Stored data
────────────────
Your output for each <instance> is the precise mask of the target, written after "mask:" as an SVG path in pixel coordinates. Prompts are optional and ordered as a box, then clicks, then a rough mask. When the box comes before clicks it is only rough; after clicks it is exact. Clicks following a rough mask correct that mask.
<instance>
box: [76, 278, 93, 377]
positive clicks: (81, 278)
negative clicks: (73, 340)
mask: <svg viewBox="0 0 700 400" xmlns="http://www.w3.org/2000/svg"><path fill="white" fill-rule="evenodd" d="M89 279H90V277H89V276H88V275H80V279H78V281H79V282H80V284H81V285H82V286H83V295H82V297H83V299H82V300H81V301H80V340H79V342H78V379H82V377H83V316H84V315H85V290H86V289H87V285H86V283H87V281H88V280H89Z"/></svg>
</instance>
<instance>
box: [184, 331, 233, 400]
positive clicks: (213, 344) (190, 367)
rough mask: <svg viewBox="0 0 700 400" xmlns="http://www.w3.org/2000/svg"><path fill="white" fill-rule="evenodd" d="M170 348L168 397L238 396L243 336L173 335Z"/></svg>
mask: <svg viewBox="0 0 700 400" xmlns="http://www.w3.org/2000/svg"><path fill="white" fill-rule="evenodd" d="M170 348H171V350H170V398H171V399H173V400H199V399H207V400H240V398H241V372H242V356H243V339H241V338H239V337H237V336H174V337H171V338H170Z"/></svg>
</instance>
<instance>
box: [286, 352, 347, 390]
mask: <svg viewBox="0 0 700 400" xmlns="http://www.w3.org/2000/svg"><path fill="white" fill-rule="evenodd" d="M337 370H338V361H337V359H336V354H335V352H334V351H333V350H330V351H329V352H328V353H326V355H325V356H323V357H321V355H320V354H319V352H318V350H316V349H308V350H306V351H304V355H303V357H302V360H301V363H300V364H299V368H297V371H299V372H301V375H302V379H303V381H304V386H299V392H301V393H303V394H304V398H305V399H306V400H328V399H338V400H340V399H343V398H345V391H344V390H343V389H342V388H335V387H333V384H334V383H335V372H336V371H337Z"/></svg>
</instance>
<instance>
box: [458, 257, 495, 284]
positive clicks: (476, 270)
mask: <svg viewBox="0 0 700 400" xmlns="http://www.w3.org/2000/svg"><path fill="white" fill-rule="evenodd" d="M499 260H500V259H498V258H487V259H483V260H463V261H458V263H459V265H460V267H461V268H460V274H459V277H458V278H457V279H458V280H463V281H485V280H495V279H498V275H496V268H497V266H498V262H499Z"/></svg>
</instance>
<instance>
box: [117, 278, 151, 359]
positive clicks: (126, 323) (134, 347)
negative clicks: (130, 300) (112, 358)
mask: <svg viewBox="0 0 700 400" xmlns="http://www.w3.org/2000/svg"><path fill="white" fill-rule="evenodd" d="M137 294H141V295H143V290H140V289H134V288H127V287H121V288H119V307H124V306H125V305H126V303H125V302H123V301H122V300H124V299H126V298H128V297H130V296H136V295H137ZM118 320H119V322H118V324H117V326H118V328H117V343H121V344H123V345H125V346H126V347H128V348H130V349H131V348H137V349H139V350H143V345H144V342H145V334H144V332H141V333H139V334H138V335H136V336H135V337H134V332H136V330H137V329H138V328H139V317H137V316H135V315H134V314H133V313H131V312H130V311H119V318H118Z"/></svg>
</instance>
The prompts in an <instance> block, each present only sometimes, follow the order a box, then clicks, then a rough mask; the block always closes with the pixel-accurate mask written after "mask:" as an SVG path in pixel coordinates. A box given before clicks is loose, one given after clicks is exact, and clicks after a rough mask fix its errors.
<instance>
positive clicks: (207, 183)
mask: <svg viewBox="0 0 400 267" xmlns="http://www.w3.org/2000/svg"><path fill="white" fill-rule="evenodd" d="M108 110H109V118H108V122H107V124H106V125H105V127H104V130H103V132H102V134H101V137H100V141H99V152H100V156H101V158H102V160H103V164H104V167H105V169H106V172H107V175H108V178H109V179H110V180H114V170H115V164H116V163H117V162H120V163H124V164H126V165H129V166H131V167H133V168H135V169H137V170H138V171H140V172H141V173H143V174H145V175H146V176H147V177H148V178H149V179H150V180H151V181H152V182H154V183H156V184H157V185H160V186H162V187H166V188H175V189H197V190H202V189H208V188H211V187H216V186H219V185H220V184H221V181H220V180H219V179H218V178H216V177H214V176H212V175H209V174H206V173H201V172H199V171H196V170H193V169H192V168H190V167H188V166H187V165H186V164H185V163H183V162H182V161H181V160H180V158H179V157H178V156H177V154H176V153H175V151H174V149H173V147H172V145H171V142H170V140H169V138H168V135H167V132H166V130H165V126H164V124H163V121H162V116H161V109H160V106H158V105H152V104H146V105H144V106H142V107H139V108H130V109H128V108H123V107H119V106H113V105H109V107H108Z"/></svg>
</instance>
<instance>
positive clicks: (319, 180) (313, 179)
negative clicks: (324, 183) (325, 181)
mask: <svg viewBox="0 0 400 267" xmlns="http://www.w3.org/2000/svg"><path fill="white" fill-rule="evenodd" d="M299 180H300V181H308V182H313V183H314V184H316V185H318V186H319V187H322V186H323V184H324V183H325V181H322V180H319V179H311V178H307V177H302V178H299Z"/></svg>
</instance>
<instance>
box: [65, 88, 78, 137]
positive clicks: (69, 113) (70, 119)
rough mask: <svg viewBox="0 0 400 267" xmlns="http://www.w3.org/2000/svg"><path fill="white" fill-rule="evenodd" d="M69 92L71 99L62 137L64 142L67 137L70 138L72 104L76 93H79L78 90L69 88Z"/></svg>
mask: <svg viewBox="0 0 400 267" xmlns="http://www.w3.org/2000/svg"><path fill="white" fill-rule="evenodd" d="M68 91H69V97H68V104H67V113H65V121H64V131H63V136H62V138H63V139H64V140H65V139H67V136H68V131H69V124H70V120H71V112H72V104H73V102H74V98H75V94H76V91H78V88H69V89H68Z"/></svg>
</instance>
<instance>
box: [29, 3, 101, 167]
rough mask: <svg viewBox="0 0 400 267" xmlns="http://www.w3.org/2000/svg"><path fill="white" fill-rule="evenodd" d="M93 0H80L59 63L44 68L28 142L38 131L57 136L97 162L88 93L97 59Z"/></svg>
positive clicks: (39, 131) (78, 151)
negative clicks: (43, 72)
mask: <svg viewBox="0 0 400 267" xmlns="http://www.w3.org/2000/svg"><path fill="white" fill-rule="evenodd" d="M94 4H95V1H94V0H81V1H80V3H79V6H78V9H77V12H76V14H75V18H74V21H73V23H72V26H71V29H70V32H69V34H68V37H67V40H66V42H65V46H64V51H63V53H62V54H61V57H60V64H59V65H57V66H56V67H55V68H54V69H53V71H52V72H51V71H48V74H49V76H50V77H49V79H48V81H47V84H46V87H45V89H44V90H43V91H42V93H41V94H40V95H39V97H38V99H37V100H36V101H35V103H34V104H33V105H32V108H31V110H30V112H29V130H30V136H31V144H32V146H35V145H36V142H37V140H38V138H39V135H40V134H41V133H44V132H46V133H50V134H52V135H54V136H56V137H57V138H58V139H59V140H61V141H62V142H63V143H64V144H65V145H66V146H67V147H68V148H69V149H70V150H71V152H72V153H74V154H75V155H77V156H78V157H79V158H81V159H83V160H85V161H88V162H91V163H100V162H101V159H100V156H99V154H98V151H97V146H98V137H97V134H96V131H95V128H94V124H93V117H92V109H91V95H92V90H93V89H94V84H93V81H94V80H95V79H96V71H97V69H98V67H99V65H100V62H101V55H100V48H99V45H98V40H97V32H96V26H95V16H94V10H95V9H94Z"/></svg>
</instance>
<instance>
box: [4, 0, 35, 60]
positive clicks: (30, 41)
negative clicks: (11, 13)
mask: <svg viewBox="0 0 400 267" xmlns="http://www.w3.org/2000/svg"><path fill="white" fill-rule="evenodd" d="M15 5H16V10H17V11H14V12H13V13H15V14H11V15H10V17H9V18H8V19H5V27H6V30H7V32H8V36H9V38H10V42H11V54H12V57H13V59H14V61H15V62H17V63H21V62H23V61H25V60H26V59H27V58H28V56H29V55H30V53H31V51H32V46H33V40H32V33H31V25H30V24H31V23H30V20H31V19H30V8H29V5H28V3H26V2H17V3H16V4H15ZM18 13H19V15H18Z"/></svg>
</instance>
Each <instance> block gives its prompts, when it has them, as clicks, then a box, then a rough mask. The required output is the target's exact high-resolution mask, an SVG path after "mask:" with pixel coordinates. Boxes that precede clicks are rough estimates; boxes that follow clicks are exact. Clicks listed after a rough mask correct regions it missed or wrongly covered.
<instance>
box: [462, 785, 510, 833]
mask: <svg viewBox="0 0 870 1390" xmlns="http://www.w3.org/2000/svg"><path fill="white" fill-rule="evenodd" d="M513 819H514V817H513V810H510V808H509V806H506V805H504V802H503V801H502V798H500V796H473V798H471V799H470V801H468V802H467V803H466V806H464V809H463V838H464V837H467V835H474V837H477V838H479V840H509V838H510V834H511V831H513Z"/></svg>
────────────────
## Job
Return the rows above exactly as they appear, from the start of the rows through the line holding "negative clicks: (73, 340)", inclusive.

## Exercise solution
Your output for each <instance> is the precise mask of the target, written after "mask:" as an SVG path in pixel coordinates. Prompts are optional and ordered as a box, then clicks, then a rough mask. When the box comes before clicks it is only rough; after clicks it is exact. Clicks following a rough mask correct that mask.
<instance>
box: [76, 278, 93, 377]
positive clicks: (81, 278)
negative clicks: (73, 340)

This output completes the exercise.